→ **TO DO**
Check every line of the entries for "below", and copy the lines that hold it.

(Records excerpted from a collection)
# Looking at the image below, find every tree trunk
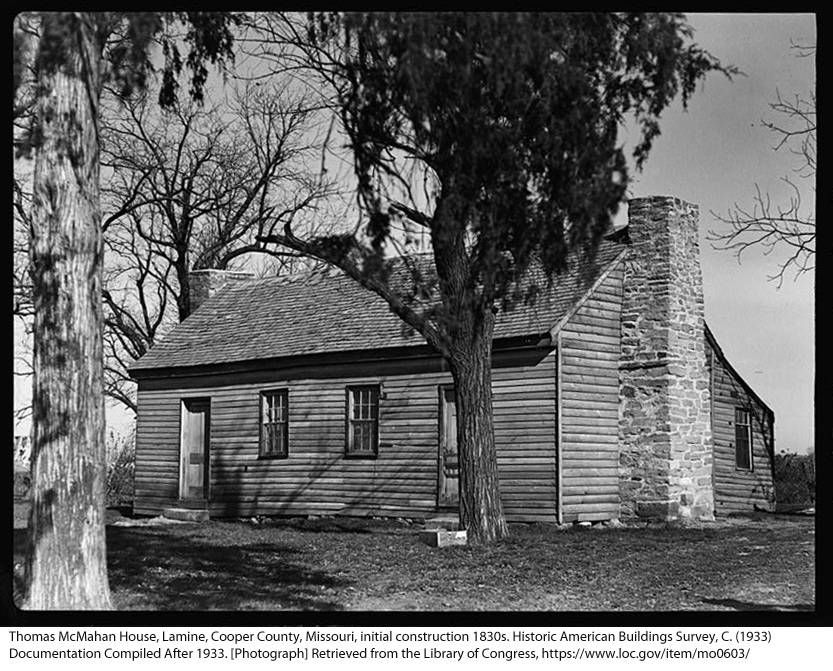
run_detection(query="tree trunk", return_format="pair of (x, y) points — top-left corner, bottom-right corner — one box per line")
(430, 198), (509, 544)
(446, 310), (509, 544)
(25, 13), (112, 609)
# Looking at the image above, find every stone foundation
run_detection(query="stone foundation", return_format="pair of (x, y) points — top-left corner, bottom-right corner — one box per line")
(619, 197), (714, 521)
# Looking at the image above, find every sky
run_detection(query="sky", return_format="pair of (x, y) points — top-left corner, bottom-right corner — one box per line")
(13, 13), (816, 454)
(613, 13), (816, 453)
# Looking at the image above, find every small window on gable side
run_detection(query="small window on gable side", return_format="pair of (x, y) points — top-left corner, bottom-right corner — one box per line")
(260, 389), (289, 459)
(345, 385), (380, 458)
(735, 407), (752, 470)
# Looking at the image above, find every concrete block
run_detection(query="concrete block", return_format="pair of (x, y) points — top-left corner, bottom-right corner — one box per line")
(419, 529), (467, 547)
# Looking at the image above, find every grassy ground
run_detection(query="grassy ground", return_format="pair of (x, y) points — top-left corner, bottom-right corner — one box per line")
(12, 505), (814, 612)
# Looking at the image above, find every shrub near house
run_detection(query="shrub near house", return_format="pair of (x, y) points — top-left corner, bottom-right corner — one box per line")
(13, 436), (31, 501)
(106, 431), (136, 507)
(774, 451), (815, 506)
(13, 433), (135, 507)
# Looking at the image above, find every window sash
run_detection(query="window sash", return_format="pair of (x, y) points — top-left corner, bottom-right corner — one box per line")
(735, 408), (752, 470)
(261, 390), (289, 457)
(347, 386), (379, 455)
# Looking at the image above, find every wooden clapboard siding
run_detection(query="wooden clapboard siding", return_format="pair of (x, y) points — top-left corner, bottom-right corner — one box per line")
(706, 336), (775, 514)
(133, 390), (180, 514)
(492, 351), (558, 522)
(557, 261), (624, 523)
(134, 346), (559, 522)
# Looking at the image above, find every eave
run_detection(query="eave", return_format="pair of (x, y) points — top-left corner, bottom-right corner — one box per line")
(705, 322), (775, 421)
(128, 332), (554, 382)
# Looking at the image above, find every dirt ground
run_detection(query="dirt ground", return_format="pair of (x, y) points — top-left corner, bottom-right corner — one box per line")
(13, 504), (815, 612)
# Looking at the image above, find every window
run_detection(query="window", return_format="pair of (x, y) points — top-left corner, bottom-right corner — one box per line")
(734, 408), (752, 470)
(260, 390), (289, 458)
(346, 385), (380, 457)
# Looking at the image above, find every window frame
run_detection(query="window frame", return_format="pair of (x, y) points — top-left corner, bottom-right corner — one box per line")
(734, 407), (753, 471)
(345, 385), (380, 458)
(259, 388), (289, 459)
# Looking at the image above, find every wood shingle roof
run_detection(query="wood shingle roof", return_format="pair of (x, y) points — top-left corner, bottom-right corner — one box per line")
(129, 238), (625, 374)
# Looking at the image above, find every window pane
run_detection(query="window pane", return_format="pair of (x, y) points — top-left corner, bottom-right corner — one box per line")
(347, 387), (379, 454)
(261, 390), (288, 457)
(735, 408), (751, 469)
(369, 389), (378, 419)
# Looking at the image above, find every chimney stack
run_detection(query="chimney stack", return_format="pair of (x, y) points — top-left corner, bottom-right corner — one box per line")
(619, 196), (714, 521)
(189, 269), (254, 313)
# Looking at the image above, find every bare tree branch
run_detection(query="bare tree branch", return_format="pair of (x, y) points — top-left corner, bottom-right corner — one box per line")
(258, 224), (445, 353)
(709, 42), (815, 286)
(99, 79), (338, 411)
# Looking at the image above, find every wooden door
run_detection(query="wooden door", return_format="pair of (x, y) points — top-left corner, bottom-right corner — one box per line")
(180, 398), (210, 500)
(438, 386), (459, 507)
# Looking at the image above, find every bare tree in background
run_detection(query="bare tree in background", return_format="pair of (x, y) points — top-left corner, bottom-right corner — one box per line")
(13, 16), (38, 428)
(16, 27), (335, 418)
(100, 83), (336, 412)
(709, 42), (815, 286)
(13, 180), (35, 428)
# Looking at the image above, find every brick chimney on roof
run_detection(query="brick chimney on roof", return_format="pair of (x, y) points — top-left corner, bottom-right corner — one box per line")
(618, 196), (714, 522)
(189, 269), (254, 314)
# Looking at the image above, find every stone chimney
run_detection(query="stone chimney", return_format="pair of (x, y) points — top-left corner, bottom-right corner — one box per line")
(189, 269), (255, 313)
(619, 196), (714, 521)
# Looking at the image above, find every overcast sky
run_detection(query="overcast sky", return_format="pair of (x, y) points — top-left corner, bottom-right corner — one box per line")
(14, 13), (816, 454)
(614, 13), (816, 453)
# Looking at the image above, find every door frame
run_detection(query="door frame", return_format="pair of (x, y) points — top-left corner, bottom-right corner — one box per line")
(179, 397), (211, 501)
(437, 384), (459, 508)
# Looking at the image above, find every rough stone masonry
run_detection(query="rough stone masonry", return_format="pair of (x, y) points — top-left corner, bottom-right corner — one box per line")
(619, 196), (714, 521)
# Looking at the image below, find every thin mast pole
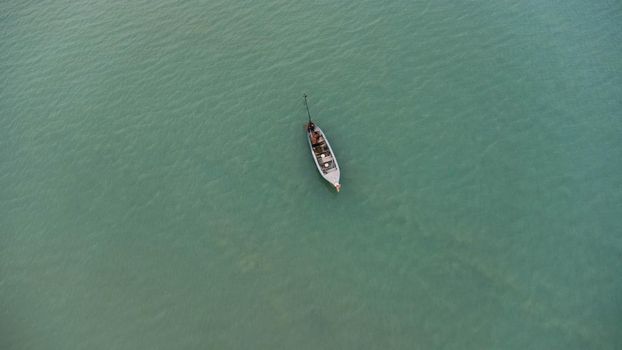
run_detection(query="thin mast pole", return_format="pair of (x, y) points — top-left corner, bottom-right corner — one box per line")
(303, 94), (312, 123)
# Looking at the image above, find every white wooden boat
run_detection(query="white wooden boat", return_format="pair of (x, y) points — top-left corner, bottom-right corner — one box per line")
(303, 95), (341, 192)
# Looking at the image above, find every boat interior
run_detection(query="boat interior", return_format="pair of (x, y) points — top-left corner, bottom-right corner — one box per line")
(308, 130), (337, 173)
(312, 144), (336, 173)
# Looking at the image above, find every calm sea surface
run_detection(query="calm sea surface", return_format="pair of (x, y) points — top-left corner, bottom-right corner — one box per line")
(2, 1), (621, 349)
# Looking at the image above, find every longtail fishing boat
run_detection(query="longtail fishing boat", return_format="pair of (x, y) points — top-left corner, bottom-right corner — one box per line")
(303, 94), (341, 192)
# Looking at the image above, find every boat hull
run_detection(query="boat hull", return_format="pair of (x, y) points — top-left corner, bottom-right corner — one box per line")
(307, 124), (340, 190)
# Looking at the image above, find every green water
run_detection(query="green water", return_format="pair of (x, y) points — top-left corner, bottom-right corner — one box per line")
(2, 1), (621, 349)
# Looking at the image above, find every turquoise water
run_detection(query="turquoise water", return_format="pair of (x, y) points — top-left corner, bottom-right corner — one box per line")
(2, 1), (622, 349)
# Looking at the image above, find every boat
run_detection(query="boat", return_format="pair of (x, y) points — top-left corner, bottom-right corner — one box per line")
(303, 94), (341, 192)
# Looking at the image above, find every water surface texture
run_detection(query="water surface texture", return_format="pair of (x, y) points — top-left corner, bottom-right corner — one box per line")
(2, 1), (621, 349)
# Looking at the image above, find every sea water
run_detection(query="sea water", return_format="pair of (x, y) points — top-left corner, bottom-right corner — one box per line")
(1, 1), (621, 349)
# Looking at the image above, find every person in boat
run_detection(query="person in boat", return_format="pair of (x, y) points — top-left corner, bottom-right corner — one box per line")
(310, 131), (323, 146)
(308, 122), (319, 145)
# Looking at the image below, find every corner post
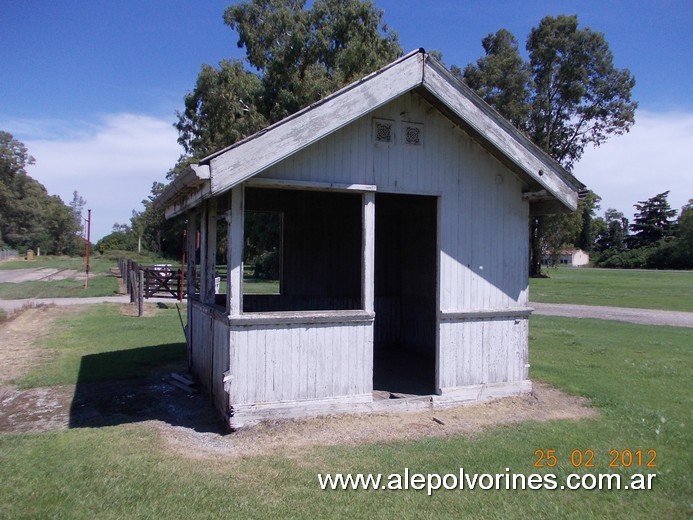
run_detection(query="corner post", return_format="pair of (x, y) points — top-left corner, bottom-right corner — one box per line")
(186, 211), (197, 298)
(203, 198), (218, 305)
(362, 191), (375, 313)
(227, 185), (244, 315)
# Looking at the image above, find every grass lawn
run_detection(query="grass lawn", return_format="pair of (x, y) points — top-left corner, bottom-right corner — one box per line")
(0, 305), (690, 518)
(16, 304), (186, 389)
(0, 256), (112, 273)
(530, 267), (693, 312)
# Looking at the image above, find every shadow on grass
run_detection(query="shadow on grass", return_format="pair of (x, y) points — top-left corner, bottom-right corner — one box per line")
(68, 343), (226, 434)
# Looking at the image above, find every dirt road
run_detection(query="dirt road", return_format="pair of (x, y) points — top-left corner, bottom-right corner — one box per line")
(531, 302), (693, 328)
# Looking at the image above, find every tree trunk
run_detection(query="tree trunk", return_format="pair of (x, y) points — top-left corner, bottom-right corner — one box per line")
(529, 216), (543, 277)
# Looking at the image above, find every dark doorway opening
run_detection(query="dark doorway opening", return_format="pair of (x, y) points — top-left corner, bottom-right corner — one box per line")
(373, 193), (438, 396)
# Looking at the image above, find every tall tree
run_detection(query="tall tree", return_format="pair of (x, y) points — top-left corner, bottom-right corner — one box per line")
(596, 208), (629, 251)
(175, 0), (401, 163)
(456, 29), (531, 129)
(629, 191), (677, 248)
(175, 60), (267, 159)
(526, 16), (636, 169)
(575, 191), (601, 251)
(0, 131), (81, 254)
(460, 15), (637, 275)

→ **OUTPUT OF THE TASK**
# Looking at the image below, find every tree trunk
# Looking at the image below, find every thin mast pole
# Looking at the image below, find every corner post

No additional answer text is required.